Requirements → Put every line of the entries below into one numbered list, skipping any blank lines. Leave the pictures out of your answer.

Provided information →
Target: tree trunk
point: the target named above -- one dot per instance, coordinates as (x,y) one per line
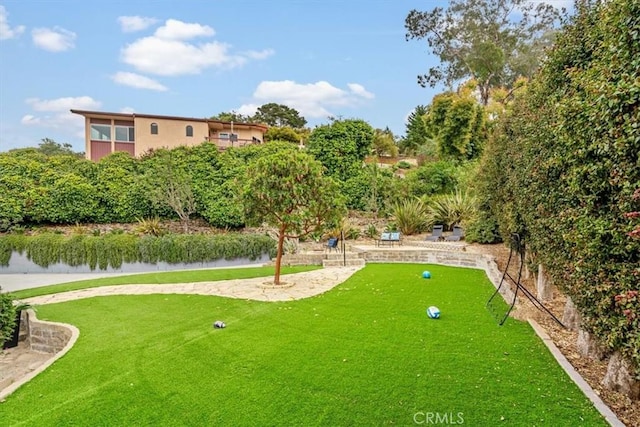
(276,279)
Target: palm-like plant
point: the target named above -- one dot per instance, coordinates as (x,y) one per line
(411,216)
(453,209)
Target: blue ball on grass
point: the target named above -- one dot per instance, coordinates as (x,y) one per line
(433,312)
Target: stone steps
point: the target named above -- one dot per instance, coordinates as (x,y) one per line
(349,262)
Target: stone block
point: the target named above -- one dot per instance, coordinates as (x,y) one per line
(588,346)
(571,317)
(620,377)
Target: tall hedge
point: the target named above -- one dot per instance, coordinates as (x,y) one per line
(111,250)
(564,164)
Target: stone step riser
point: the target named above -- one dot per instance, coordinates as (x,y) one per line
(339,263)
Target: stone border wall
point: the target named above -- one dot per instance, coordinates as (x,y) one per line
(52,338)
(42,336)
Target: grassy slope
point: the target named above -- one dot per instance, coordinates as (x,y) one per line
(362,354)
(185,276)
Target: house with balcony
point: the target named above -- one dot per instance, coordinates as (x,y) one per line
(137,133)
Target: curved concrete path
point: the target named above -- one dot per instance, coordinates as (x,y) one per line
(293,286)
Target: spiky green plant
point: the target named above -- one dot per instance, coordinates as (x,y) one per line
(411,216)
(150,226)
(453,209)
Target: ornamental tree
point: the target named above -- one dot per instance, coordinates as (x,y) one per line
(342,146)
(288,190)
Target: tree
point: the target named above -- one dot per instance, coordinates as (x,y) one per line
(458,126)
(417,133)
(284,133)
(49,147)
(274,114)
(341,146)
(171,185)
(384,143)
(491,41)
(288,190)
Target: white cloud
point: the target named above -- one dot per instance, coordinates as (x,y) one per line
(167,52)
(54,40)
(247,109)
(137,81)
(263,54)
(130,24)
(359,90)
(558,4)
(63,104)
(178,30)
(56,114)
(6,32)
(313,100)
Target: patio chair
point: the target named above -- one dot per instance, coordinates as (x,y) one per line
(332,244)
(384,237)
(456,236)
(436,234)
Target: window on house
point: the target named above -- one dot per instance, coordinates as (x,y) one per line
(226,135)
(100,132)
(125,134)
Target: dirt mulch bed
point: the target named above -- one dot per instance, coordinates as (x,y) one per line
(593,371)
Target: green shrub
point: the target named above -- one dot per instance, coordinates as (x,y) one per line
(430,179)
(483,230)
(564,166)
(112,249)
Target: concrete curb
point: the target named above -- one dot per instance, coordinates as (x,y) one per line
(75,333)
(604,410)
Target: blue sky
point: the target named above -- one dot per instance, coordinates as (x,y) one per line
(197,58)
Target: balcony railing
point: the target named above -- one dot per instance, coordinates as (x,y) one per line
(224,143)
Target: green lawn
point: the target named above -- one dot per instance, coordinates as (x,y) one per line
(183,276)
(364,353)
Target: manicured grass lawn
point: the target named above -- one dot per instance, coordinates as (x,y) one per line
(185,276)
(364,353)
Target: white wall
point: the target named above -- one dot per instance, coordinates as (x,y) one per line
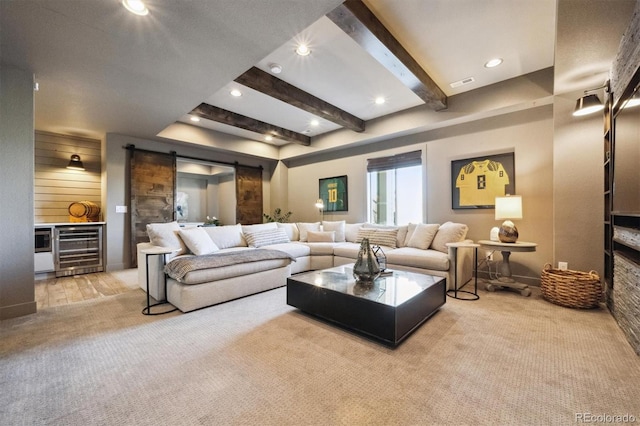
(529,134)
(116,182)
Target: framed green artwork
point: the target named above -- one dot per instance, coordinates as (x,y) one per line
(476,182)
(334,194)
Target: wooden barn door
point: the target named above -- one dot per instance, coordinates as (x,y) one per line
(248,195)
(152,189)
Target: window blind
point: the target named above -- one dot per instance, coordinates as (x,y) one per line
(406,159)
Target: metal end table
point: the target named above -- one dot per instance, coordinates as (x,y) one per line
(455,292)
(157,251)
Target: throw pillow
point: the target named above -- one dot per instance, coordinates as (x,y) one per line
(305,227)
(380,237)
(321,237)
(449,232)
(423,235)
(291,229)
(402,231)
(166,235)
(351,231)
(226,236)
(198,241)
(411,227)
(338,227)
(364,233)
(266,237)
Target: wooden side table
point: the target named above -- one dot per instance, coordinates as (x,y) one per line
(505,280)
(455,292)
(157,251)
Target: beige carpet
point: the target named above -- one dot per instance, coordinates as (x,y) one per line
(502,360)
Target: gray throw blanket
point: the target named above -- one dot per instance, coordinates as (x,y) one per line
(178,268)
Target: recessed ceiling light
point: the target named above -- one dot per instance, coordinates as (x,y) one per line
(136,6)
(462,82)
(275,68)
(303,50)
(493,63)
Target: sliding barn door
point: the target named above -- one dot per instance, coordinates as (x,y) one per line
(248,195)
(152,189)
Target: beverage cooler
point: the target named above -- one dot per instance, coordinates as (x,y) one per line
(78,250)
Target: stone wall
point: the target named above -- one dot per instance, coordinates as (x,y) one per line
(626,298)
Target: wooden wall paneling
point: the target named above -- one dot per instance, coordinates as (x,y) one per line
(248,195)
(152,189)
(55,186)
(627,61)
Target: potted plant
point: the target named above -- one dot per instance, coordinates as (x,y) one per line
(278,216)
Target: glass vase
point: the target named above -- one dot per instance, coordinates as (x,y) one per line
(366,269)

Expected output →
1. Target: tree trunk
2. point: the target named above -- one dot per instance, coordinates as (x,y) one per line
3. (276,279)
4. Target: palm-like plant
5. point: the target named above -- one dot per instance, coordinates as (x,y) one per line
6. (411,216)
7. (453,209)
8. Target: blue ball on grass
9. point: the target named above -- one dot per instance, coordinates as (x,y) one per line
10. (433,312)
11. Target: stone steps
12. point: the target named above -- one dot per instance, coordinates as (x,y) one per line
13. (349,262)
14. Target: stone block
15. point: the target named above -- one dot per instance, coordinates as (x,y) one per line
16. (588,346)
17. (571,317)
18. (620,377)
19. Target: tall hedge
20. point: the target named above -- one dot per instance, coordinates as (x,y) one per line
21. (111,250)
22. (564,164)
23. Target: stone step riser
24. point: the target named above -- one dot per instance, coordinates as (x,y) one per line
25. (339,263)
26. Target: stone border wall
27. point: the target named above -- one dot per instance, coordinates as (x,y) one per line
28. (52,338)
29. (42,336)
30. Target: grassy slope
31. point: the target named above -- one dot per instance, coordinates as (x,y) one per line
32. (362,354)
33. (185,276)
34. Target: house with balcony
35. point: the target named above -- one dot per instance, coordinates as (x,y) one per line
36. (137,133)
37. Target: curved concrete path
38. point: the target named above -- one dot per instance, coordinates as (x,y) one per line
39. (293,286)
40. Target: spiky green plant
41. point: the target named above -- one dot per instance, coordinates as (x,y) one per line
42. (411,216)
43. (150,226)
44. (453,209)
45. Target: ornamental tree
46. point: the target named above -- one dot per instance, coordinates as (x,y) one per line
47. (342,146)
48. (288,190)
49. Target: tree
50. point: the target named above -- one dot per instance, coordinates as (x,y) one per line
51. (458,126)
52. (417,133)
53. (284,133)
54. (49,147)
55. (274,114)
56. (341,146)
57. (171,185)
58. (384,143)
59. (491,41)
60. (288,190)
61. Target: white cloud
62. point: the target named above -- one dot per instance, coordinates as (x,y) one per line
63. (167,52)
64. (54,40)
65. (247,109)
66. (137,81)
67. (263,54)
68. (130,24)
69. (359,90)
70. (558,4)
71. (63,104)
72. (178,30)
73. (56,114)
74. (6,32)
75. (313,100)
76. Target: patio chair
77. point: the target named above -- one dot per instance, coordinates as (x,y) one per line
78. (332,244)
79. (384,237)
80. (456,236)
81. (436,234)
82. Target: window on house
83. point: the target named above -- one dot per instance, coordinates as (x,y) one per line
84. (226,135)
85. (100,132)
86. (125,134)
87. Target: dirt mulch bed
88. point: the target named above -- one dot per instance, coordinates as (x,y) one per line
89. (593,371)
90. Target: green shrub
91. point: the target named above -- one dot per instance, coordinates as (x,y) one per line
92. (430,179)
93. (483,230)
94. (564,166)
95. (112,249)
96. Target: concrete curb
97. point: the target named above -- one dot per instance, coordinates as (x,y) one per line
98. (75,333)
99. (604,410)
100. Target: blue sky
101. point: the target named above -- one dot per instance, coordinates as (x,y) one per line
102. (197,58)
103. Target: balcony railing
104. point: the target named above -- one dot per instance, coordinates as (x,y) one per line
105. (224,143)
106. Target: green lawn
107. point: the target named above -- one dot per instance, coordinates as (x,y) one per line
108. (183,276)
109. (364,353)
110. Target: manicured grass lawn
111. point: the target named above -- one dot per instance, coordinates as (x,y) one per line
112. (185,276)
113. (364,353)
114. Target: white wall
115. point: the target named above -- one dot per instance, coordinates as (x,y) one per line
116. (529,134)
117. (116,182)
118. Target: framed green artwork
119. point: the target named above -- one dot per instance, coordinates as (x,y) one per line
120. (476,182)
121. (334,194)
122. Target: wooden barn door
123. point: the target named above -- one dot per instance, coordinates as (x,y) one per line
124. (248,195)
125. (152,189)
126. Target: window blind
127. point: the target named above -- one dot per instance, coordinates as (x,y) one per line
128. (406,159)
129. Target: metal end table
130. point: the target named above -- one dot per instance, coordinates as (x,y) one per line
131. (455,292)
132. (157,251)
133. Target: throw pillow
134. point: the target named above -- one dot per instance, coordinates as (x,y) one per line
135. (305,227)
136. (380,237)
137. (321,237)
138. (449,232)
139. (423,235)
140. (291,229)
141. (402,231)
142. (166,235)
143. (351,231)
144. (226,236)
145. (198,241)
146. (411,227)
147. (338,227)
148. (364,233)
149. (266,237)
150. Target: wooden side table
151. point: the target named above -- one dot per instance, coordinates as (x,y) one per line
152. (505,280)
153. (455,292)
154. (157,251)
155. Target: beige carpet
156. point: the target named above -- one dot per instance, coordinates as (x,y) one per line
157. (502,360)
158. Target: gray throw blanket
159. point: the target named above -- one dot per instance, coordinates as (x,y) one per line
160. (178,268)
161. Target: recessed ceiling light
162. point: the target named above -- one dot per instance, coordinates as (x,y) one per line
163. (136,6)
164. (462,82)
165. (275,68)
166. (303,50)
167. (493,63)
168. Target: sliding barn door
169. point: the target named above -- one dot per instance, coordinates as (x,y) one per line
170. (248,195)
171. (152,189)
172. Target: beverage cooler
173. point: the target named above -- one dot per instance, coordinates as (x,y) one per line
174. (78,250)
175. Target: stone wall
176. point: the target named above -- one dot per instance, coordinates as (x,y) one per line
177. (626,298)
178. Target: wooden wall paneling
179. point: the target named above -- one dot per instance, coordinates as (x,y) one per line
180. (248,195)
181. (152,189)
182. (55,186)
183. (627,61)
184. Target: potted plant
185. point: the target named above -- one dot per instance, coordinates as (x,y) one per line
186. (278,216)
187. Target: glass vase
188. point: the target named above -- one dot per instance, coordinates as (x,y) one per line
189. (366,269)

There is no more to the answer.